======== INFORMATION SHOWN

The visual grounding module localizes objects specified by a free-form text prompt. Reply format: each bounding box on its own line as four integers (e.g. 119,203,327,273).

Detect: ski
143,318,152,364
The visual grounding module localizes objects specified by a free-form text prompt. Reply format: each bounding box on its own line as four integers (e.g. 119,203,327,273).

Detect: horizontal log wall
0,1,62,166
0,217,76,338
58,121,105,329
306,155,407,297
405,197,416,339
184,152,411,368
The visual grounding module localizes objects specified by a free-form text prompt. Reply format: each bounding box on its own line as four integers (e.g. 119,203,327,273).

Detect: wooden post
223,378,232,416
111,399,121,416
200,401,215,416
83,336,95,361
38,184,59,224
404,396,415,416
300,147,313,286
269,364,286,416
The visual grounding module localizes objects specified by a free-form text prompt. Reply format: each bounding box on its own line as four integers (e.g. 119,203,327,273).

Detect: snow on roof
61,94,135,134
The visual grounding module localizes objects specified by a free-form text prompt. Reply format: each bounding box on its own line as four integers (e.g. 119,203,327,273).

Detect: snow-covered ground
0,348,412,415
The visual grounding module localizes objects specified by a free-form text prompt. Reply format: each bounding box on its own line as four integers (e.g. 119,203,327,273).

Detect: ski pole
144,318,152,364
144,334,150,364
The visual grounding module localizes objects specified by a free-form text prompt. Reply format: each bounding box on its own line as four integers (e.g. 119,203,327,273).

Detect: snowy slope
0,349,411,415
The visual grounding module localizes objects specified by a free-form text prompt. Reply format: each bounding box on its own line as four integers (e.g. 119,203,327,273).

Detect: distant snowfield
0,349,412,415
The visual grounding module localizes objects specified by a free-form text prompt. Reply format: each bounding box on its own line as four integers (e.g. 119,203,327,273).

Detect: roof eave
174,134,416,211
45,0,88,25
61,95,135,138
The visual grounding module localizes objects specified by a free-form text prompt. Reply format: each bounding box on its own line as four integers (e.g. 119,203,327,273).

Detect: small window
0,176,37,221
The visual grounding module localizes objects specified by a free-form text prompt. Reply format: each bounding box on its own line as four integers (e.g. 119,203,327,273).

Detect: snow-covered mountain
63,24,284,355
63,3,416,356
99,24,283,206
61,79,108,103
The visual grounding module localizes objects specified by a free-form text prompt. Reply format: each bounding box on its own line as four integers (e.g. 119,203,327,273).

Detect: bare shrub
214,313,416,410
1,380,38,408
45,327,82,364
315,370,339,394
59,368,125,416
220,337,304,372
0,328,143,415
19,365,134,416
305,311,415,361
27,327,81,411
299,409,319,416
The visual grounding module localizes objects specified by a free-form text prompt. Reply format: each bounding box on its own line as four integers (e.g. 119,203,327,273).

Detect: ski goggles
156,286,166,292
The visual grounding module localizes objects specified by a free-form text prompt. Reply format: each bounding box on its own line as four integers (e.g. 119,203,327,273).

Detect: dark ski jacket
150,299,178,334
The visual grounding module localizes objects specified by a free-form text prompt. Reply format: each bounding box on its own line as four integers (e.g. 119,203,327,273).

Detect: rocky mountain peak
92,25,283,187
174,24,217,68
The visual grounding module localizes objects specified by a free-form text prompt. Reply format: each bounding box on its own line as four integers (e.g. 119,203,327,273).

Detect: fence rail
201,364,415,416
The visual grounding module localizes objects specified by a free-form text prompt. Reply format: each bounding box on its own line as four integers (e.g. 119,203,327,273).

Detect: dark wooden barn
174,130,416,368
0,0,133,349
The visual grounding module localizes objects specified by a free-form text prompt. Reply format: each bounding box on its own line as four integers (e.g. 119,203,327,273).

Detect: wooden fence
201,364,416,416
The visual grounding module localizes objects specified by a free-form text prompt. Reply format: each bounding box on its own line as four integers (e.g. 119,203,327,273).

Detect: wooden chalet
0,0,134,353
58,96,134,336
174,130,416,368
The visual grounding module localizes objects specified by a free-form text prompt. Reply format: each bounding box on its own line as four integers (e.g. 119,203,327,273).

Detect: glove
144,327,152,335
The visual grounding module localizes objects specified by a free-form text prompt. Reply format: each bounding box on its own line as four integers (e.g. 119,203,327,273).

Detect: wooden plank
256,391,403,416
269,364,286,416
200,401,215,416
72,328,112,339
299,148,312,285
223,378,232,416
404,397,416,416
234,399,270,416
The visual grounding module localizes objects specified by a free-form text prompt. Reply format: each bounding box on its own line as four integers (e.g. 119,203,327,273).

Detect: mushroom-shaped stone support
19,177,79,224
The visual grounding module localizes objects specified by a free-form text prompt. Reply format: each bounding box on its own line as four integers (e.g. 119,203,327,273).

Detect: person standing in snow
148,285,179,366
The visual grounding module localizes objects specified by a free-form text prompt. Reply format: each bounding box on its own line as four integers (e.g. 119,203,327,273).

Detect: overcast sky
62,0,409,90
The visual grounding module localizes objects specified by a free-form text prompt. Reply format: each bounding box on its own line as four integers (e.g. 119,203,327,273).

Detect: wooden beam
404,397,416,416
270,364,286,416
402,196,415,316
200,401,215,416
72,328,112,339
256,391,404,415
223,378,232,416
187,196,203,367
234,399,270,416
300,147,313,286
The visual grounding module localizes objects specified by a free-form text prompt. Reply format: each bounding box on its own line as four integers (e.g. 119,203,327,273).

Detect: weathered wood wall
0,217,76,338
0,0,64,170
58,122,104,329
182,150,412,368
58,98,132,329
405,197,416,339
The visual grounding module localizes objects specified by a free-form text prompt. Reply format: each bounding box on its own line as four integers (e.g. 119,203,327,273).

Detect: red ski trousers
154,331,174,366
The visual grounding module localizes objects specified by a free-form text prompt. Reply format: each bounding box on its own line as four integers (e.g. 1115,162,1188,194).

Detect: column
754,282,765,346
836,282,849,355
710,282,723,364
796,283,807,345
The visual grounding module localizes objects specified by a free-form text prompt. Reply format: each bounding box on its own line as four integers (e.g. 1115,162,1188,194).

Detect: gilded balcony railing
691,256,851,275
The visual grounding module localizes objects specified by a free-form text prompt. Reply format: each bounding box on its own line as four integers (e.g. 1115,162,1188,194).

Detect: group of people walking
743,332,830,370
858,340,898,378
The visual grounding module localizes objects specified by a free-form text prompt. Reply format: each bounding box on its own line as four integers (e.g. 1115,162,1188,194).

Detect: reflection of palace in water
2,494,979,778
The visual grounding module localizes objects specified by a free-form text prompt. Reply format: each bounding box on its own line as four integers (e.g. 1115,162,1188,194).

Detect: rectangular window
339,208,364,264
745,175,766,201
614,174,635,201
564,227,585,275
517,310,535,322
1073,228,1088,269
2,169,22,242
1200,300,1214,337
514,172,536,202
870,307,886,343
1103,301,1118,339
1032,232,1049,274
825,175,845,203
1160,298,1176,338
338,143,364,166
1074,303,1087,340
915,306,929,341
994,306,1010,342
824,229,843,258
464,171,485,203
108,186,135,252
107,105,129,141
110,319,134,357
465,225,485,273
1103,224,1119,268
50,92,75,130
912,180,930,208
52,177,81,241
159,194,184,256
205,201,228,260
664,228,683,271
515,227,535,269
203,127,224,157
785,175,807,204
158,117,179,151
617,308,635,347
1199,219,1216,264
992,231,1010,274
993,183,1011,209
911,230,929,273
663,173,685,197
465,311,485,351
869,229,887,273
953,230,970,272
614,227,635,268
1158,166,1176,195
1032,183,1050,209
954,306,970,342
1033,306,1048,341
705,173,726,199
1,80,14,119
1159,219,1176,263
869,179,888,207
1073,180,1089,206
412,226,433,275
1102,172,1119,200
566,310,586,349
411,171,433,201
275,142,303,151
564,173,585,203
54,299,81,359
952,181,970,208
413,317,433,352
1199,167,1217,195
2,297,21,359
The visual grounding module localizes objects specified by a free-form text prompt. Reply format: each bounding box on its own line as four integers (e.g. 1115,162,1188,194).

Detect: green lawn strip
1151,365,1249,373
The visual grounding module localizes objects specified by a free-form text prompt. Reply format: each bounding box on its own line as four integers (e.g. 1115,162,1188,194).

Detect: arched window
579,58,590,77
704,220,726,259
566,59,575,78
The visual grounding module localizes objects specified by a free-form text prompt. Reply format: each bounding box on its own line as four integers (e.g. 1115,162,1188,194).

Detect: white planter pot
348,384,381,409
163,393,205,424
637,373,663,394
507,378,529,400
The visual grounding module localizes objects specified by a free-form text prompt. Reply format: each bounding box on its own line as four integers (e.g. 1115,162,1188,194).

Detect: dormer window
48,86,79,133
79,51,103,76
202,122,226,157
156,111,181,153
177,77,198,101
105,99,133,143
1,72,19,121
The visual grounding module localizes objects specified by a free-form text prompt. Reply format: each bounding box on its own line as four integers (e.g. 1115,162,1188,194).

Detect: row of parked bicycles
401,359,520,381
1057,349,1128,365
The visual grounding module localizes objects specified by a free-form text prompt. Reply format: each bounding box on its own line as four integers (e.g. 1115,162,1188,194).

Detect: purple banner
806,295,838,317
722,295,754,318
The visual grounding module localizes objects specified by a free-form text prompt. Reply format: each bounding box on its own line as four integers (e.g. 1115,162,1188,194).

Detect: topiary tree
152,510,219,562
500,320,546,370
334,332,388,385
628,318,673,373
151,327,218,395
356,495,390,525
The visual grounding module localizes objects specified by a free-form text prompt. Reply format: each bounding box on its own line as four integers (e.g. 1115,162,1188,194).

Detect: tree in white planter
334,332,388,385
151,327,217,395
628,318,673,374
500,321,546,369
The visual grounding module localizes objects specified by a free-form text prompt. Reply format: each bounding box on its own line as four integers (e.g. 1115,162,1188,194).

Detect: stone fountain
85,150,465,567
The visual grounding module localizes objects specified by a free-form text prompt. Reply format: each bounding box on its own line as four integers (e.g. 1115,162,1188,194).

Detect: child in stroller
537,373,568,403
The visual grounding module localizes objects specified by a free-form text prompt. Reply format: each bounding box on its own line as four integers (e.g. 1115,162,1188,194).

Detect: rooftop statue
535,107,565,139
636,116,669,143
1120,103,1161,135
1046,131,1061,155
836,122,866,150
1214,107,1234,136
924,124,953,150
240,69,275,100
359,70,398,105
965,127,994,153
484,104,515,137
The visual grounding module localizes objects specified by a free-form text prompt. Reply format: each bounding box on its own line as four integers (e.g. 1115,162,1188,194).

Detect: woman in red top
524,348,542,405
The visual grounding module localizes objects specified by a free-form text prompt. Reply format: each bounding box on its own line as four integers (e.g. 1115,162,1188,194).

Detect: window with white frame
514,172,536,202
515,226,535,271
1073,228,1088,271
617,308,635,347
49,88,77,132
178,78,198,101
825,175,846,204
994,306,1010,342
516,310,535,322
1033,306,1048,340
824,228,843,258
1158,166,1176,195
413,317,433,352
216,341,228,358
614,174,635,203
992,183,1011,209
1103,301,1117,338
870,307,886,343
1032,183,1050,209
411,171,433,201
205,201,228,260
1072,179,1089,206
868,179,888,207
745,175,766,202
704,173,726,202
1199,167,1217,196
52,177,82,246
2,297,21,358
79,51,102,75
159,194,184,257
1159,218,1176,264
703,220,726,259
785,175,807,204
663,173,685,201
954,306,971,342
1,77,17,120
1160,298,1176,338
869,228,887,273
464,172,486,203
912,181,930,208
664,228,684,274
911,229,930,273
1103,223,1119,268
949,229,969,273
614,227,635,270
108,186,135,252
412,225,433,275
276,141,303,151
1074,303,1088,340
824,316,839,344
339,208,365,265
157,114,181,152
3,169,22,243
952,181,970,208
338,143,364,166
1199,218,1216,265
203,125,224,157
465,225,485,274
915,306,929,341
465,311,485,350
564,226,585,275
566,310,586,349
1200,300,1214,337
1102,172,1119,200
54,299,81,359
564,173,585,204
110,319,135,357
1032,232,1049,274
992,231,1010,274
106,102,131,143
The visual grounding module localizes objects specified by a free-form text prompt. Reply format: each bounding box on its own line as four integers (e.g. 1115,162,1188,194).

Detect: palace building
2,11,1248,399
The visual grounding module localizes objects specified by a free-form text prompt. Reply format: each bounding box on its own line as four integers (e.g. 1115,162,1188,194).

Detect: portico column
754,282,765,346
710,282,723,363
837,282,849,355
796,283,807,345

================

PROBLEM:
The answer should be an exact copy of the lines from the one containing "Detect: palace building" through the last line of the entries, both included.

EXERCISE ANSWER:
Detect: palace building
2,11,1248,399
The visual grounding module localizes objects specified by a free-form text prompt. Reply format: each bounding box on its own line as four integers (e.g. 1115,162,1188,194).

Detect: portico column
754,282,765,346
710,282,723,363
837,282,849,355
796,283,807,345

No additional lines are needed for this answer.